— START OF EXTRACT —

SA's expenditure in R&D jumped to R35.6 billion in 2016/2017, representing an increase of 10.4% compared to the year before.

South Africa's total investment in research and development (R&D) amounted to R35.6 billion in the 2016/2017 period, according to the latest National Survey of Research and Experimental Development.

The Department of Science and Technology's (DST's) survey shows gross expenditure on R&D increased by R3.3 billion in 2016/2017 compared to the year before. In 2015/2016, the survey found institutional sectors spent R32.3 billion on R&D.

Godfrey Mashamba, chief director for science and technology investment at the DST, says R&D is performed across a number of sectors and the latest growth figures indicate industries realise the importance of R&D in order to remain competitive.

"We think that expenditure or investment on R&D is important because it's a contributor to innovation. More spend on R&D will improve the nation's competitiveness in relation to the global environment."

Key findings for 2016/2017

Referred to as the R&D survey, the report is carried out on behalf of the DST with the support of Statistics South Africa. It is conducted by the Centre for Science, Technology and Innovation Indicators, which is based at the Human Sciences Research Council.

The annual survey provides statistics on SA's performance in key indicators of inputs into R&D, namely expenditure and human resources (personnel) devoted to R&D.

The survey identifies those organisations that are called R&D performers and groups them into five institutional sectors: business enterprise, government, higher education, science councils and non-profit.

Mashamba says it is important for government to measure these trends to understand how the R&D environment is changing, where growth is coming from and where the country is lacking.

"It is important to note there is growth but the growth is not good enough. From the government side, we think the broader socio-economic conditions of the country demand that there must be higher levels of investment in R&D."

GDP edge

In 2017, former science and technology minister Naledi Pandor stated the government wants investment in R&D to increase from 0.77%, to 1.5% of gross domestic product (GDP), meaning it will double to roughly R60 billion a year by 2020.

According to Mashamba, in the DST's white paper, currently out for public comment, the department proposes a higher target in R&D investment of GDP so that SA becomes more competitive.

He adds that the white paper is an assessment for government in terms of identifying what should be the new priorities in science and technology.

"While there is growth in R&D investment, we think the overall conditions of SA require that we do more. The target in the new white paper is set between 1.5% and 2% of GDP. There is an engagement that is currently taking place and I think from those consultations there will be an understanding in terms of what that target should be.

"We think it's important for all the sectors to engage with the government in regards to investment. What is important is to understand what are the challenges, new opportunities and what is in the pipeline in terms of investment."

— END OF EXTRACT —

• WHAT YOU NEED TO DO:
Please retype the stretch of the article on South African R&D spending from "Referred to as" through "devoted to R&D.", word for word. The material that follows has no connection to the article on South African R&D spending.

— START OF DATA EXTRACT —

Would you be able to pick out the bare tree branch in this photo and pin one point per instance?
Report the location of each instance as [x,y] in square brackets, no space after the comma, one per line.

— END OF DATA EXTRACT —

• SOLUTION:
Referred to as the R&D survey, the report is carried out on behalf of the DST with the support of Statistics South Africa. It is conducted by the Centre for Science, Technology and Innovation Indicators, which is based at the Human Sciences Research Council.

The annual survey provides statistics on SA's performance in key indicators of inputs into R&D, namely expenditure and human resources (personnel) devoted to R&D.